• **Page extract**
And the program organizers have gone to some trouble to expand seminar offerings, too, with 110 speakers divided among about 30 sessions. Something for every need and interest with programs for growers and winemakers, marketing and business management. As has been the case for several years, some of the technical sessions are offered in both English and Spanish.

Labor cost and availability is an important issue in the wine business, so I am interested in one session that examines mechanization in the vineyard and includes a wine tasting. I’m guessing that the audience will be offered the opportunity to see if they can taste the difference between wines made with machine-harvested versus hand-picked grapes. Should be interesting.

State of the Industry

I’ll be moderating and speaking at the “State of the Industry   general session on Wednesday morning. Danny Brager (Nielsen), Steve Fredricks (Turrentine Brokerage), Jean-Marie Cardebot (University of Bordeaux), and Jeff Bitter (Allied Grape Growers) will be joining me on the big stage. A great team with deep understanding of the wine market.

Jeff O’Neill of O’Neill Vintners and Distillers is giving the Tuesday luncheon keynote speech this year and I am looking forward to hearing what he has to say. These are uncertain times for wine in the United States and it is easy to be pessimistic about the future. O’Neill’s company has been remarkably successful in navigating the treacherous seas, taking advantage of favorable winds. Everyone will be looking for lessons and insights they can take back to their businesses.

This is important because one cloud hanging over the meetings is a structural surplus of grapes and wine in some categories. U.S. wine demand is plateauing, which is better than some countries where demand has been falling for years. Overall wine expenditures are still rising even if overall volumes have declined.

The surplus creates a problem that may take years to correct through a combination of rising sales in old markets, development of new markets, and adjusting production capacity. Heidi Scheid is leading a session that will address the issues directly titled Strategies for Managing Through Over-Supply. Should be a standing room crowd.

Trade Wars Shrink the Pie

Trade wars are another concern. President Trump has said that trade wars are good and they are easy to win, but the wine industry has found little to celebrate about being in the center of the battlefield. Having invested years of effort and lots of dollars opening up Chinese markets, for example, many wineries have watched hoped-for opportunities disappear with retaliatory Chinese tariffs on U.S. wines.

It looks like French wine producers have dodged a bullet, avoiding sky-high U.S. tariffs that were threatened as retaliation for France’s digital tax scheme. You might have expected U.S. wine producers to celebrate tariffs on wine imports because some buyers are likely to shift from imports to domestic wines. But this substitution effect is not the only impact the tariffs have.

• **Dataset**
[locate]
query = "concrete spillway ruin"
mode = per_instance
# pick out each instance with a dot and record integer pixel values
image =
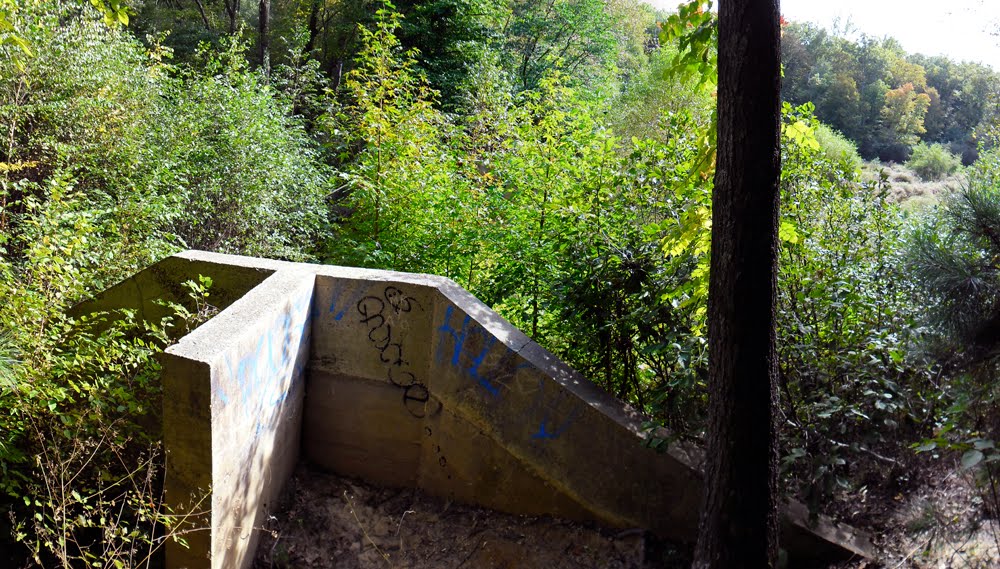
(402, 380)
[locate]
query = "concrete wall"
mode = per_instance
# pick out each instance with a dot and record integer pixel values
(406, 380)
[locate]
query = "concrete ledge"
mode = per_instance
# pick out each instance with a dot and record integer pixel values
(404, 380)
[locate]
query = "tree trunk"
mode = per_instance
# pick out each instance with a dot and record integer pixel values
(233, 11)
(204, 17)
(265, 36)
(739, 524)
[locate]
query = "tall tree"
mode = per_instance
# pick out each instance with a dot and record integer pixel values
(739, 525)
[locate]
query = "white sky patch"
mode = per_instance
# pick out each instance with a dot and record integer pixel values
(963, 30)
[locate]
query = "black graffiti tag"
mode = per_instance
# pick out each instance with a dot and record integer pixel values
(372, 310)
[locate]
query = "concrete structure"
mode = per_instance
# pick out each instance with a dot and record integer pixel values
(403, 380)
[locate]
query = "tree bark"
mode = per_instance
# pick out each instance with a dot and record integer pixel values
(233, 11)
(264, 27)
(739, 524)
(204, 17)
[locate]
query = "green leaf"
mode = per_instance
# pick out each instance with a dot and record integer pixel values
(971, 458)
(788, 233)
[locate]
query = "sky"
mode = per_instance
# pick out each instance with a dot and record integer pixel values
(964, 30)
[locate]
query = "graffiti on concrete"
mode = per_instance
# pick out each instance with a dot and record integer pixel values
(493, 366)
(261, 378)
(377, 314)
(549, 429)
(471, 346)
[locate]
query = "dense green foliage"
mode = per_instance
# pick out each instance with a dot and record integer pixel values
(884, 99)
(555, 158)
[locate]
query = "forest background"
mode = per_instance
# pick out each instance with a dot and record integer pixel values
(554, 158)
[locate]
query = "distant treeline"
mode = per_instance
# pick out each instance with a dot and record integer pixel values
(884, 99)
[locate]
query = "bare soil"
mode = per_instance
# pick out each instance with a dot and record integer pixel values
(334, 522)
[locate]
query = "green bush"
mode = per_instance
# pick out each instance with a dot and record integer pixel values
(837, 147)
(933, 161)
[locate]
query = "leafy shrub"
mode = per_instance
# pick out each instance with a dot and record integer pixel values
(836, 147)
(239, 173)
(933, 161)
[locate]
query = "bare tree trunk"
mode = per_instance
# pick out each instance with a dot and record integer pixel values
(233, 11)
(739, 524)
(204, 17)
(313, 26)
(264, 28)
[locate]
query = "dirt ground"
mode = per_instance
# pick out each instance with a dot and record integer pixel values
(335, 522)
(941, 521)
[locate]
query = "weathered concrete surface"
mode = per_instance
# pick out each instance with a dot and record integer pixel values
(239, 378)
(408, 380)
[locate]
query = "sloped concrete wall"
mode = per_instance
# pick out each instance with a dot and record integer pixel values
(233, 399)
(407, 380)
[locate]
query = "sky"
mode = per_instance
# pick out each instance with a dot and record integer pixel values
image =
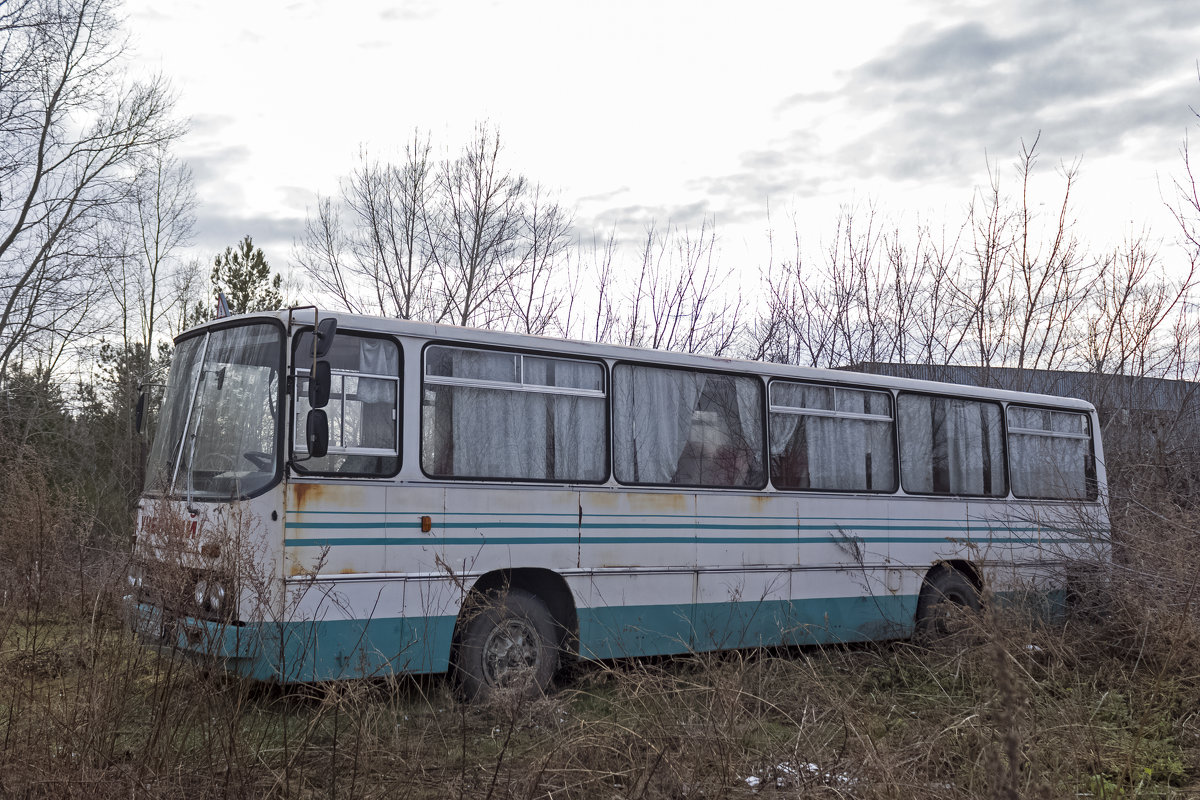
(678, 112)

• **About this task**
Decide whether each statement below agrees with the wine conference text above, answering yes or no and quoting the deciding words of that text: (a) Some technical sessions are offered in both English and Spanish. (b) Jeff O'Neill is giving the keynote speech at the Wednesday morning general session. (c) Overall wine expenditures have declined along with overall volumes.

• **Answer to the exercise**
(a) Yes: "some of the technical sessions are offered in both English and Spanish."
(b) No: "Jeff O’Neill of O’Neill Vintners and Distillers is giving the Tuesday luncheon keynote speech this year"
(c) No: "Overall wine expenditures are still rising even if overall volumes have declined."